**AIM OF THE TASK**
Write each line exactly, from the line that holds "Question. Indicate the whisky" through the final line of the material, and no other line.

*** INPUT FOR THIS TASK ***

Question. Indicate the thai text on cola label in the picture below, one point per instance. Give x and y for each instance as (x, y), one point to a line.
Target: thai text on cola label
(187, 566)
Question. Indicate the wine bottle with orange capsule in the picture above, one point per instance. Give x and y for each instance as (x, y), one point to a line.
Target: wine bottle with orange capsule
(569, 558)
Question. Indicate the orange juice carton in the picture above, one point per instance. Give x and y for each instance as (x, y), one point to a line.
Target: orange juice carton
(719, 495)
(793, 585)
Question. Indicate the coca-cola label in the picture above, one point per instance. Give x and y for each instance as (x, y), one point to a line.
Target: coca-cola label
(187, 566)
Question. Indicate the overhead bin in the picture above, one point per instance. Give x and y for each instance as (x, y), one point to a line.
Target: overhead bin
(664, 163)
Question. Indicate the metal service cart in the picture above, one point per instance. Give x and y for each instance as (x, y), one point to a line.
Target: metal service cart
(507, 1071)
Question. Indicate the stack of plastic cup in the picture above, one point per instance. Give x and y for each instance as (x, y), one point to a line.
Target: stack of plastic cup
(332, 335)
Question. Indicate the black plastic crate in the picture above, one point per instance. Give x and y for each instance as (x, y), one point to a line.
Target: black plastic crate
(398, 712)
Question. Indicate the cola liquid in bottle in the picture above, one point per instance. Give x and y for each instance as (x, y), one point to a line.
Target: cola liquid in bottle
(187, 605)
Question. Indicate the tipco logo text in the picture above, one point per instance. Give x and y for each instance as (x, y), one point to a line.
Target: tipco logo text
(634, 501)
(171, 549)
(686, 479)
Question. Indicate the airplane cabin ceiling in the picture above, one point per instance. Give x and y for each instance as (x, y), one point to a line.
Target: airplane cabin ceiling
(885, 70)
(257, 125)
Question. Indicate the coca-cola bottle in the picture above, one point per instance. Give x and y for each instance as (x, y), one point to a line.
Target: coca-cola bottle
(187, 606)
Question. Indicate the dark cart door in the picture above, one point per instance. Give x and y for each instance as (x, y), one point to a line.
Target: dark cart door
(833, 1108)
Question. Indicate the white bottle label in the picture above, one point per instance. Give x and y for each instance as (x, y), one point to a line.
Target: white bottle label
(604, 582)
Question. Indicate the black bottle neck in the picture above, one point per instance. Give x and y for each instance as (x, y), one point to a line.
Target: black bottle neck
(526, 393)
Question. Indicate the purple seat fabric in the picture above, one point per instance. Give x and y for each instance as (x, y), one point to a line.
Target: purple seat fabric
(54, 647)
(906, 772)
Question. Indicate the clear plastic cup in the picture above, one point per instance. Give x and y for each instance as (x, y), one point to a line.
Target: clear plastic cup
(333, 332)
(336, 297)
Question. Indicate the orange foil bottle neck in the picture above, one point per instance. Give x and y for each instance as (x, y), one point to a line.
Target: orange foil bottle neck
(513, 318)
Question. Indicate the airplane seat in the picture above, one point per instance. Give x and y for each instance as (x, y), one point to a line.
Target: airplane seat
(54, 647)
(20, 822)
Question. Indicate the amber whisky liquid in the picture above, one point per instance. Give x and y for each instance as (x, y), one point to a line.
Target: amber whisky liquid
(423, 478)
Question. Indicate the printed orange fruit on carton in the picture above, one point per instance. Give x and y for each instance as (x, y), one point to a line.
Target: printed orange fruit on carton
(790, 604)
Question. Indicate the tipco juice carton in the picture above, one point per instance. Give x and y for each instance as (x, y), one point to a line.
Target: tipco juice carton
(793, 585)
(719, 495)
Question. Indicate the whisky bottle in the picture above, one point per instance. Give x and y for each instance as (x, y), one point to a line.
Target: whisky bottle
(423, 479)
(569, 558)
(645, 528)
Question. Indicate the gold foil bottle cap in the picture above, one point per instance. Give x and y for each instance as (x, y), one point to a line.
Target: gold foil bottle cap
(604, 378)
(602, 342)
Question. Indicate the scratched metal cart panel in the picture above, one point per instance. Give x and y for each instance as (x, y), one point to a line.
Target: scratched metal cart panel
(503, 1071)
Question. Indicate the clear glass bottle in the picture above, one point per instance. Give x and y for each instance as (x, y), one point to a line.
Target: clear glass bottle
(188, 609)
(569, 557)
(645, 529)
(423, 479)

***

**OUTPUT**
Question. Indicate the whisky bottle in the picture above, one point per instance. Give x and y for each instance as (x, y), one point to a line.
Target: whisky bottle
(423, 479)
(569, 558)
(645, 528)
Question. Indicate the gold foil bottle cap in the picture above, one point per instance. Give x and y for each instance as (x, y), one point to a line.
Target: gold foil bottle cap
(604, 378)
(602, 342)
Question. Indicate the scratched metal cart panel in the picture above, one point per instance. Give x and y for each instance as (x, y), one point to a line.
Target: scratched metal cart panel
(503, 1071)
Question. Indicate the clear glass bottle in the picture above, one point per instance. Give x and y for each instance as (x, y), one point to a line.
Target: clear glass bottle
(188, 609)
(569, 557)
(645, 529)
(423, 479)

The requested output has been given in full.